** What is required **
Everything from the line containing "Ground blue dumpster" through the last line of the data below is to be retyped exactly, apart from the pictures.

** Entries supplied **

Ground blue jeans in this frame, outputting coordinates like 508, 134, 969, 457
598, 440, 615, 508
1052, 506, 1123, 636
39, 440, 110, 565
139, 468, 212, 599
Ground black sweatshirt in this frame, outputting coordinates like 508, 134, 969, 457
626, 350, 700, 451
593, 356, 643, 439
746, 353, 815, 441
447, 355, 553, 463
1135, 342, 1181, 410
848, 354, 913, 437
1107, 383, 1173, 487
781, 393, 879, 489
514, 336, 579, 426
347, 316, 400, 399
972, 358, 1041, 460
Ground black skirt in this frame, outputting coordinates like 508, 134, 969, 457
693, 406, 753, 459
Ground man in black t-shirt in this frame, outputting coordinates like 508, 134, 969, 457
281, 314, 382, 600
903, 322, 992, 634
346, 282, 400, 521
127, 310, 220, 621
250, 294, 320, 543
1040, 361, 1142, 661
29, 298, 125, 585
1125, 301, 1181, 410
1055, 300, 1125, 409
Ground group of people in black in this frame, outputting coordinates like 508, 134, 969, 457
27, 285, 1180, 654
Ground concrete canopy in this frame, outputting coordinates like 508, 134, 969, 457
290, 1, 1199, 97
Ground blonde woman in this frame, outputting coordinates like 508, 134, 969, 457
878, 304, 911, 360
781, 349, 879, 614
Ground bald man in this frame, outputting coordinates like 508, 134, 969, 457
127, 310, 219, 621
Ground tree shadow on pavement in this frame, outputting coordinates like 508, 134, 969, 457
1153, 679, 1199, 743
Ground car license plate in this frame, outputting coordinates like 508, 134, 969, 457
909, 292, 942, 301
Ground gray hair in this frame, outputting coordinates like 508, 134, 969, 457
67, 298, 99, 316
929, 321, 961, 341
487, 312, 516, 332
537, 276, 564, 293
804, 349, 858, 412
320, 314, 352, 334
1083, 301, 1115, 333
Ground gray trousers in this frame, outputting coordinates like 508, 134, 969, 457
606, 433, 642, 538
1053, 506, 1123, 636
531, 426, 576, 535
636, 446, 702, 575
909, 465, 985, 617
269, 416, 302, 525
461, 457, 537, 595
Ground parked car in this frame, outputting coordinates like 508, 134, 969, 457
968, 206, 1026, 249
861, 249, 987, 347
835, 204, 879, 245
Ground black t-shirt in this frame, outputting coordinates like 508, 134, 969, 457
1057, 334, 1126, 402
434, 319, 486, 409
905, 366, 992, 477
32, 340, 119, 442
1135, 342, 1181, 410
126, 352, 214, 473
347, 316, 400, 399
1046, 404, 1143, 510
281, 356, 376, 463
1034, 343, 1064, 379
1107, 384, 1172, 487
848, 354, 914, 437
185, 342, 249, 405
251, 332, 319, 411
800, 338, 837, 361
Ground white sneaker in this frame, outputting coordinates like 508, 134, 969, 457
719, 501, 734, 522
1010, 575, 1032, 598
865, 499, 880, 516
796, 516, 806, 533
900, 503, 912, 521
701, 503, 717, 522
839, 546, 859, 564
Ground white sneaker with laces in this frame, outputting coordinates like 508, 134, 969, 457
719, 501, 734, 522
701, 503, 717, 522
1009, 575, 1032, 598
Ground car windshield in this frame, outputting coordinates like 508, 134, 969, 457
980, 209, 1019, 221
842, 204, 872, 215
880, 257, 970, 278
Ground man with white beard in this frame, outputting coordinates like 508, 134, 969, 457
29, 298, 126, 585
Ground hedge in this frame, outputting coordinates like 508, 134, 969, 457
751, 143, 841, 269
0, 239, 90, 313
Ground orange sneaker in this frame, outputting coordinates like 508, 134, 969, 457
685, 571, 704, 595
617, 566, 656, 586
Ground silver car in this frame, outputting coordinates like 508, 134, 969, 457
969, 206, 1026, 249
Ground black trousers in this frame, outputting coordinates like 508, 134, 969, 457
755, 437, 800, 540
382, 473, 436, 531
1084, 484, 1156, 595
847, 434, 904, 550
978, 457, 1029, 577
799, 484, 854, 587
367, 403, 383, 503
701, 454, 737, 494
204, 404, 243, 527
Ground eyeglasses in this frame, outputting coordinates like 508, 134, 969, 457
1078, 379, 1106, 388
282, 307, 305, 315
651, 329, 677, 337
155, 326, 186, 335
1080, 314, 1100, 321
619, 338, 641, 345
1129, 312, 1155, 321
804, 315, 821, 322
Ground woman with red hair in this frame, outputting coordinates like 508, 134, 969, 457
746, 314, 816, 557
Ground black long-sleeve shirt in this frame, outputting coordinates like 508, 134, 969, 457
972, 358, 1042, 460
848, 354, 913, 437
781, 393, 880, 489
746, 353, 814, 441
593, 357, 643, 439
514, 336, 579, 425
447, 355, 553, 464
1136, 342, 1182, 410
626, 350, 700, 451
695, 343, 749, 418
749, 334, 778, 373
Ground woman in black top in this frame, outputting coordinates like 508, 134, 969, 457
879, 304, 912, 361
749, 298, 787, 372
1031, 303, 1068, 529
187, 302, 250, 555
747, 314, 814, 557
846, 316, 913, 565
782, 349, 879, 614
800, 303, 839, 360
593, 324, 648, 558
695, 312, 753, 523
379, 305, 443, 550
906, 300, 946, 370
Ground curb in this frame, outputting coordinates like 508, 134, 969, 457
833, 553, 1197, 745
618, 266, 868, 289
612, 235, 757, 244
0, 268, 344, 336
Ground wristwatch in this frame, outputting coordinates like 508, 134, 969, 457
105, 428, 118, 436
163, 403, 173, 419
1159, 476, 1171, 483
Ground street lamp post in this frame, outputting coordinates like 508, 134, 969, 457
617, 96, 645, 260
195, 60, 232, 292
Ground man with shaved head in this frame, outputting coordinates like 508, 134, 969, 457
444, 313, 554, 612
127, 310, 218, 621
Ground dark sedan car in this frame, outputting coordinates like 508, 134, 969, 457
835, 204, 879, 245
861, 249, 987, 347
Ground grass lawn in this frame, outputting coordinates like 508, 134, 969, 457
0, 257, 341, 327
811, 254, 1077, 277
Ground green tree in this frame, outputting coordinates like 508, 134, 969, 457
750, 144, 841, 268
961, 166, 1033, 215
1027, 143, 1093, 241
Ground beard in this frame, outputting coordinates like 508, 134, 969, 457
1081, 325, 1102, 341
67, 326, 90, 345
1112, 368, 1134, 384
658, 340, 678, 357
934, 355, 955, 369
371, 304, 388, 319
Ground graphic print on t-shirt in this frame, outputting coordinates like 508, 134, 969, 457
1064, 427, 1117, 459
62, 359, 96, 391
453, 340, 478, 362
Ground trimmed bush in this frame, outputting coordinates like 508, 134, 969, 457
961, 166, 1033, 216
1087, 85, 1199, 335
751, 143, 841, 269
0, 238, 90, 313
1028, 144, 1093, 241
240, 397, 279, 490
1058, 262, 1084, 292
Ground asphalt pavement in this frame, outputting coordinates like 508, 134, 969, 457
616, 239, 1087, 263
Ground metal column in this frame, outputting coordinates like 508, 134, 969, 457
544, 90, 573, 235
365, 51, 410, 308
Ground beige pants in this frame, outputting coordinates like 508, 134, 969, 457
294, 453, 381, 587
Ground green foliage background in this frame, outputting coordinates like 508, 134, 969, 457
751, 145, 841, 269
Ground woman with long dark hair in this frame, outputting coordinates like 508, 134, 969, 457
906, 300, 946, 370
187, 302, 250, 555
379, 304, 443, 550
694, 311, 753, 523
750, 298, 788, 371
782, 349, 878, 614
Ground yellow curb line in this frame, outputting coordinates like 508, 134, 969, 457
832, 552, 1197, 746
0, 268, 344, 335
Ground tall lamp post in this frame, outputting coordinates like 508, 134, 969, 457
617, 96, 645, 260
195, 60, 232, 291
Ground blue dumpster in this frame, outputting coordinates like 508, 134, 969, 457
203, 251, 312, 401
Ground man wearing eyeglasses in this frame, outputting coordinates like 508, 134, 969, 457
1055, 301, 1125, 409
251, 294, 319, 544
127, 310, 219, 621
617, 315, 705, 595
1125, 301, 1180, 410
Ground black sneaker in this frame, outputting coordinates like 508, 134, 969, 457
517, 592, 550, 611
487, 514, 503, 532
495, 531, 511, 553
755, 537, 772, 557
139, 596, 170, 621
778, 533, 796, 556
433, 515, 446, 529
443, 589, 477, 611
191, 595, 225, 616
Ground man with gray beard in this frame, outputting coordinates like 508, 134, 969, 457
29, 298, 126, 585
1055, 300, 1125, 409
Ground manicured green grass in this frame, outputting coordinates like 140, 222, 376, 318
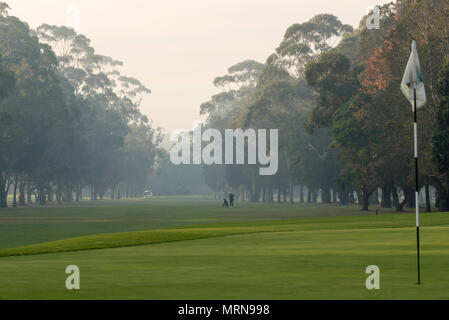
0, 197, 448, 299
0, 224, 448, 299
1, 211, 448, 257
0, 196, 397, 249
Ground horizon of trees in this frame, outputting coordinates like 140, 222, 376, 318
199, 0, 449, 212
1, 0, 449, 212
0, 2, 163, 207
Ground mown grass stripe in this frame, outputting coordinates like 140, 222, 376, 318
1, 212, 448, 258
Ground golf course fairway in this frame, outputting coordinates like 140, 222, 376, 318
0, 198, 448, 299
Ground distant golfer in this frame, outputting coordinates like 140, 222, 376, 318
229, 193, 234, 207
222, 198, 229, 207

** Answer box **
Ground blue dumpster in this frame, outputting coordinates like 508, 134, 969, 457
203, 251, 312, 401
Ground man wearing eyeglasses in this frame, outputting coordinates like 508, 134, 969, 457
1055, 301, 1125, 409
251, 294, 319, 544
127, 310, 219, 621
617, 315, 705, 595
1125, 301, 1180, 410
Ground black sneaker in this frame, outputting coordinates like 508, 134, 969, 457
517, 592, 550, 611
487, 514, 503, 532
495, 531, 511, 553
755, 537, 772, 557
139, 596, 170, 621
778, 533, 796, 556
433, 515, 446, 529
443, 589, 477, 611
191, 595, 225, 616
Ground man with gray beard in this frame, outputting coordinates like 508, 134, 969, 457
29, 298, 126, 585
1055, 300, 1125, 409
Ground manicured green grass in this frame, outputting coordinates like 140, 222, 376, 318
0, 197, 448, 299
0, 224, 448, 299
1, 211, 448, 257
0, 196, 397, 249
Ground horizon of trees in this frame, outputting coordinates like 140, 222, 376, 318
199, 0, 449, 212
1, 0, 449, 212
0, 2, 163, 207
Ground mown grass stripe in this frame, outputting coordinates like 140, 222, 376, 318
1, 212, 448, 258
Ground golf course fairway in this frame, outputting coordinates like 140, 222, 376, 318
0, 198, 448, 299
Ground distant golfer in this frame, outputting coordinates like 140, 222, 376, 318
229, 193, 234, 207
222, 198, 229, 207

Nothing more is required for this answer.